**OBJECTIVES**
1 – List every company the January market round-up names.
2 – Resume the January market round-up after its final sentence.

**TEXT**
----------

By February 4, 2026No Comments

Introduction

Financial markets were once again responding to US policy decisions in January, while a number of major US technology stocks announced their results. There remains considerable interest in whether the “AI bubble” really exists, with close scrutiny of financial results as they are published. The attention is not just on the “Magnificent Seven” but a range of technology stocks heavily committed to artificial intelligence.

With this in mind, we will start our round-up with an in-depth focus on the United States.

United States

Despite concerns about a potential recession, the US economy defied downbeat expectations in 2025 and may well do the same in 2026. The main themes appear to be:

  1. Jobless expansion – The economy is growing but jobs are not keeping pace. While success is typically measured in GDP growth, a slower labour market makes the economy more brittle. This could reflect AI starting to drive efficiencies and earnings in larger businesses, sometimes at the expense of headcount. Amazon inadvertently revealed plans to lay off 16,000 employees in an email in January. The S&P 500 climbed above 7,000 points for the first time on 28 January as equity markets continued to rally. Reduced capital requirements for major banks are also expected to encourage growth. However, the index dipped at month-end as some technology stocks delivered underwhelming results, fuelling concerns about a potential AI bubble. Microsoft was the most notable disappointment, with shares falling 10% on 29 January, while Apple, Meta, and Tesla surpassed expectations. Alphabet and Nvidia are due to report in February.
  2. The “K-shaped” economy – Wealthier households continue to benefit from equity growth in invested assets, while lower and middle-income families face greater pressure from inflation and a slower labour market. Increasing inequality is affecting general consumer confidence, as reflected in January’s data. Controlling inflation was a key theme in 2025 and will remain so in 2026. While the most pessimistic projections following last year’s tariff announcements have not materialised, affordability of essential goods and services remains a concern.

Tensions over Greenland emerged in early January but were quickly resolved through diplomatic channels. Markets wobbled briefly but remained calmer than might have been expected.

Federal Reserve Chair Jerome Powell made a public statement on 18 January addressing questions about the independence of the central bank. He emphasised the importance of setting interest rates based on evidence and economic conditions rather than political pressure – a position that received support from other major central bankers globally.

----------

**INFORMATION SHOWN**
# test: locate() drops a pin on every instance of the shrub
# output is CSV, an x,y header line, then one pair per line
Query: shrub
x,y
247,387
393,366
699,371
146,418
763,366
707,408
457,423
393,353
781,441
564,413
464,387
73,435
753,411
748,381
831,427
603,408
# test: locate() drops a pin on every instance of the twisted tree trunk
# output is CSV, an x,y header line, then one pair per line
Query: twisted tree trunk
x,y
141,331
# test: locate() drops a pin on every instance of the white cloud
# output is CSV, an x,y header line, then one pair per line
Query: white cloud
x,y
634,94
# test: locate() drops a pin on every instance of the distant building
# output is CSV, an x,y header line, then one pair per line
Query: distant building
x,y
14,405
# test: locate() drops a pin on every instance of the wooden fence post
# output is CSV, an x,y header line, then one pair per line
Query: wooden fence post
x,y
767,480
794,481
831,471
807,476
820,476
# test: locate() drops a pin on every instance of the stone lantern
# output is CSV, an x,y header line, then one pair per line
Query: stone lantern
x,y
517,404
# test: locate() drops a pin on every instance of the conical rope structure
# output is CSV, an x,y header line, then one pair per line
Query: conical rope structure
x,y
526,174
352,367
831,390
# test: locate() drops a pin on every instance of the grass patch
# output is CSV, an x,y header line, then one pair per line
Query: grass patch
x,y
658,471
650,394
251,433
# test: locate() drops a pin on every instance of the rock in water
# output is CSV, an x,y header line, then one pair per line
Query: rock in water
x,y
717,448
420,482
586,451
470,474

----------

**RESPONSES FOR EACH TASK**
1 – Amazon, Microsoft, Apple, Meta, Tesla, Alphabet, Nvidia

2 –
Powell’s term as Chair expires in May, with Kevin Warsh nominated as his replacement. Warsh served on the Fed’s board from 2006 to 2011 and his confirmation requires Senate approval. Markets are currently stable, though any perceived compromise to Fed independence could cause longer-term uncertainty.

UK

UK equity markets experienced brief turbulence in response to geopolitical developments but quickly recovered. The FTSE 100 breached 10,000 points for the first time on 2 January, reaching an all-time intraday high of 10,257.75 on 16 January.

UK inflation increased to 3.4% in the 12 months to December 2025, based on the Consumer Prices Index (CPI) measure from the Office for National Statistics. The rise was unexpected, the first in five months, after price increases had slowed in the second half of 2025. Key drivers included alcohol and tobacco duty increases, rising airfares, and food cost increases. While this is expected to be temporary, it has dampened expectations of a February rate cut.

The UK housing market recovered in January after falls in late 2025. The average home price rose by 0.3% in January, and Nationwide expects prices to rise 2–4% over the whole of 2026.

The Prime Minister made an historic trip to Beijing in January – the first by a British PM to China in eight years. While largely symbolic, the visit laid some groundwork for improved political and trading relations.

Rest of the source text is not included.